[Task brief] Return the listing below in full, exactly.

[Listed entries]
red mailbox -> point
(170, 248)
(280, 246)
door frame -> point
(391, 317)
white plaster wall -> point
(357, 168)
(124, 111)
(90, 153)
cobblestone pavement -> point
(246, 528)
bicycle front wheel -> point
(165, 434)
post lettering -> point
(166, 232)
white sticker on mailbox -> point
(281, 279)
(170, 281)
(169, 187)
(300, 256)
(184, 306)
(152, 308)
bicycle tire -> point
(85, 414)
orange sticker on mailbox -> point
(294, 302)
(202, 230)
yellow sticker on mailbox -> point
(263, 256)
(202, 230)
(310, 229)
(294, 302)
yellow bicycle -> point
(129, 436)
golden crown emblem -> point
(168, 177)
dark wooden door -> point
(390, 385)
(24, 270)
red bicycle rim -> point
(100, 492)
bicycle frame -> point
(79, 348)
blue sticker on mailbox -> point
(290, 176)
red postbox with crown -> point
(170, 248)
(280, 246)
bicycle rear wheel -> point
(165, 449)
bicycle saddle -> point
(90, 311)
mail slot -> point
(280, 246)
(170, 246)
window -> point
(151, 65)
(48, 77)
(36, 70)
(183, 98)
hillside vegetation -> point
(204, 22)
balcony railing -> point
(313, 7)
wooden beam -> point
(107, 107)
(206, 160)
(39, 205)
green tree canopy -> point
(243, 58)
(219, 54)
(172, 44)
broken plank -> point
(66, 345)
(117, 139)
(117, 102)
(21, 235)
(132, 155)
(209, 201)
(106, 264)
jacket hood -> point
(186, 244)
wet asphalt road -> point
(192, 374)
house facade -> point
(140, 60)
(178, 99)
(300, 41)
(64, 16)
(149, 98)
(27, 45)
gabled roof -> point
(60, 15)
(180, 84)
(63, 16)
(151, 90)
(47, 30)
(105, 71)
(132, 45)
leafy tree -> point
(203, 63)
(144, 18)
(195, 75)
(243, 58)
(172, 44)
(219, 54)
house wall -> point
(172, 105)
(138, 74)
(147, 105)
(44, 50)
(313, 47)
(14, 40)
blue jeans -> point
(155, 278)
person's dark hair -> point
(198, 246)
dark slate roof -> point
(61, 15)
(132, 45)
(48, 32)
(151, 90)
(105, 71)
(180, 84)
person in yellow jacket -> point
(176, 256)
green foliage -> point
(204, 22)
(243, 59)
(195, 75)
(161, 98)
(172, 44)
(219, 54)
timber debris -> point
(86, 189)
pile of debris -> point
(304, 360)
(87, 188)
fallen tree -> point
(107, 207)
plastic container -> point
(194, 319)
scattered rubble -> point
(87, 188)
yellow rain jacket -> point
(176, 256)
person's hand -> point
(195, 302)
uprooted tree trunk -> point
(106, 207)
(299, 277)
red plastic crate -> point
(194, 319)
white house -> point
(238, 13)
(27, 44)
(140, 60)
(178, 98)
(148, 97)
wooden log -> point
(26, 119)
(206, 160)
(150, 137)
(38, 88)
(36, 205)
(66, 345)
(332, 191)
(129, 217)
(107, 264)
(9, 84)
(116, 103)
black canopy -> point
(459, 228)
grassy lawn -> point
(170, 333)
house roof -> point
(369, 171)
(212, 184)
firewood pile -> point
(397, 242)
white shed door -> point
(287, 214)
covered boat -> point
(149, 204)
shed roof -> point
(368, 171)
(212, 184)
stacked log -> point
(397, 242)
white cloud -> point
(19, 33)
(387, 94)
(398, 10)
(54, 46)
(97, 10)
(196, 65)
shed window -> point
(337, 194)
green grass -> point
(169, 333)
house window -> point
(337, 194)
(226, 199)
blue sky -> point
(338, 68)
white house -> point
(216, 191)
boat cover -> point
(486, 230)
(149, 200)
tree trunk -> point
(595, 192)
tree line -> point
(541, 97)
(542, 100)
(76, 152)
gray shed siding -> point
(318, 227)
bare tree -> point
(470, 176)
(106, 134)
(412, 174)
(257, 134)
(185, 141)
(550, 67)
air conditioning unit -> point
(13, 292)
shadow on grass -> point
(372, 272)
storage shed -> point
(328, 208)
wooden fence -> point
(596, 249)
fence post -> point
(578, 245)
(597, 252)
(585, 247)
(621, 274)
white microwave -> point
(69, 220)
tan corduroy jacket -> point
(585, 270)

[Worked solution]
red mailbox -> point
(170, 248)
(280, 246)
door frame -> point
(391, 317)
white plaster wall -> point
(357, 168)
(124, 111)
(90, 153)
cobblestone pavement -> point
(246, 528)
bicycle front wheel -> point
(165, 434)
post lettering -> point
(166, 232)
white sticker on mailbox -> point
(281, 279)
(170, 281)
(169, 187)
(300, 256)
(184, 306)
(152, 308)
bicycle tire -> point
(85, 414)
orange sticker on mailbox -> point
(294, 302)
(202, 230)
yellow sticker on mailbox -> point
(263, 256)
(202, 230)
(310, 229)
(294, 302)
yellow bicycle -> point
(129, 436)
golden crown emblem -> point
(168, 177)
dark wooden door -> point
(390, 385)
(24, 270)
red bicycle rim -> point
(100, 492)
bicycle frame -> point
(79, 348)
blue sticker on mailbox -> point
(290, 176)
red postbox with crown -> point
(170, 248)
(280, 246)
bicycle rear wheel -> point
(165, 449)
bicycle saddle -> point
(90, 311)
mail slot -> point
(280, 246)
(170, 246)
window -> point
(151, 65)
(48, 77)
(36, 70)
(183, 98)
hillside vegetation -> point
(204, 22)
balcony railing -> point
(313, 7)
wooden beam -> point
(107, 107)
(206, 160)
(39, 205)
green tree canopy -> point
(243, 58)
(219, 54)
(172, 44)
broken plank -> point
(66, 345)
(117, 139)
(117, 102)
(21, 235)
(132, 155)
(209, 201)
(106, 264)
jacket hood -> point
(186, 244)
wet asphalt road -> point
(192, 374)
house facade -> point
(140, 60)
(178, 99)
(300, 41)
(64, 16)
(149, 98)
(27, 45)
gabled roof -> point
(60, 15)
(180, 84)
(63, 16)
(151, 90)
(47, 30)
(105, 71)
(132, 45)
leafy tree -> point
(203, 63)
(144, 18)
(195, 75)
(243, 58)
(172, 44)
(219, 54)
house wall -> point
(172, 105)
(138, 74)
(147, 105)
(44, 50)
(313, 47)
(14, 40)
blue jeans -> point
(155, 278)
person's dark hair -> point
(198, 246)
dark slate roof -> point
(61, 15)
(132, 45)
(48, 32)
(151, 90)
(105, 71)
(180, 84)
person in yellow jacket -> point
(176, 256)
green foliage -> point
(204, 22)
(243, 59)
(195, 75)
(161, 98)
(172, 44)
(219, 54)
timber debris -> point
(86, 189)
pile of debris -> point
(304, 360)
(87, 188)
fallen tree -> point
(107, 207)
plastic container -> point
(194, 319)
scattered rubble -> point
(87, 188)
yellow rain jacket -> point
(176, 256)
person's hand -> point
(195, 302)
uprooted tree trunk -> point
(106, 207)
(299, 277)
red plastic crate -> point
(194, 319)
white house -> point
(238, 13)
(27, 44)
(140, 60)
(178, 98)
(148, 97)
wooden log -> point
(26, 119)
(206, 160)
(150, 137)
(38, 88)
(36, 205)
(66, 345)
(332, 191)
(129, 217)
(107, 264)
(9, 84)
(116, 103)
black canopy -> point
(459, 228)
grassy lawn -> point
(170, 333)
house roof -> point
(369, 171)
(212, 184)
firewood pile -> point
(397, 242)
white shed door -> point
(287, 214)
covered boat -> point
(149, 204)
shed roof -> point
(368, 171)
(212, 184)
stacked log -> point
(397, 242)
white cloud -> point
(19, 33)
(387, 94)
(398, 10)
(54, 46)
(97, 10)
(196, 65)
shed window -> point
(337, 194)
green grass -> point
(169, 333)
house window -> point
(337, 194)
(226, 199)
blue sky -> point
(338, 68)
white house -> point
(216, 191)
boat cover -> point
(486, 230)
(149, 200)
tree trunk -> point
(595, 192)
tree line -> point
(541, 97)
(542, 100)
(76, 152)
gray shed siding -> point
(318, 227)
bare tree -> point
(470, 176)
(106, 134)
(412, 174)
(257, 134)
(185, 141)
(550, 67)
air conditioning unit -> point
(13, 292)
shadow on grass -> point
(372, 272)
storage shed -> point
(328, 208)
wooden fence -> point
(596, 249)
fence post -> point
(578, 245)
(597, 252)
(585, 247)
(621, 274)
white microwave -> point
(69, 220)
tan corduroy jacket -> point
(585, 270)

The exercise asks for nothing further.